Excerpt provided =
A veteran of the Army's 101st Airborne Division, Clogg has held positions in state and Mendocino County government. He is a graduate of U.C. Berkeley, and his resume also includes a wide range of jobs in the private sector, with journalism leading. His self-designation at his candidate's swearing-in last Friday was "public servant/journalist." He has worked as a reporter for several newspapers and radio stations and done extensive freelance reporting. He has also been a member of construction and longshoreman unions.

"White collar or blue collar, the work that has always taken my attention has been work that's done some good for people. My newspaper work has usually been investigative work, in support of people who are being used or abused by bosses or police or government "the people who get the short end of the stick."

Clogg has an Internet web site at "mitchcloggforcongress.com" that details some of his occupations. He won the acclamation of Green-Party activists in his work against oil-industry plans to drill off the North Coast.

(Region pointing data)
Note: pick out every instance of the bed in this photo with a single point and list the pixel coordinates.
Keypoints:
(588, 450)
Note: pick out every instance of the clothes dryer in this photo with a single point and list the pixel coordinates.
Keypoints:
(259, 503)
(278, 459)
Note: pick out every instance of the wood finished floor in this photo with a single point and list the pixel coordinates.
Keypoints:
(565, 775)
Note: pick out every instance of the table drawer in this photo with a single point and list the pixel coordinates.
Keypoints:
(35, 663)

Work instruction 1 =
In the passage about Clogg's run for Congress, what parties does his quoted statement name as using or abusing people? List each one.
Work instruction 2 =
Extend the passage about Clogg's run for Congress by writing what comes next after its final sentence.

Answer 1 =
- Bosses
- Police
- Government

Answer 2 =
"This is the biggest stretch of wild coast in the lower forty-eight states, right here in the First District," he says. "It's a place to stand in absolute awe at Nature's handiwork. Making a buck off of it is a distant second, or out of the running altogether, if it's going to spoil what we've got here. It was stormy this past weekend, and people were out in the wind and the rain, like kids again, in front of that huge, riled-up ocean. Talk about your special effects! The waves slam against the headlands with a power you can't imagine.

"All around the world they're planning to harness it for energy production. This congressional district should be in the lead of that, but we're not even in the running so far. What's Mike Thompson doing? He should be pushing complete energy independence for this district. We can put people to work and unhook ourselves from oil at the same time. Our wine industry's a treasure, but what's more important than energy independence and job security? The coast has been hammered with collapses in its major industries, fishing and forestry. This has happened on Mike's watch. If you're going to stand for a place like this in congress, you need the excited support of your people and you need vision. Then you're as unstoppable as those storm surges we were watching this weekend. He doesn't have either."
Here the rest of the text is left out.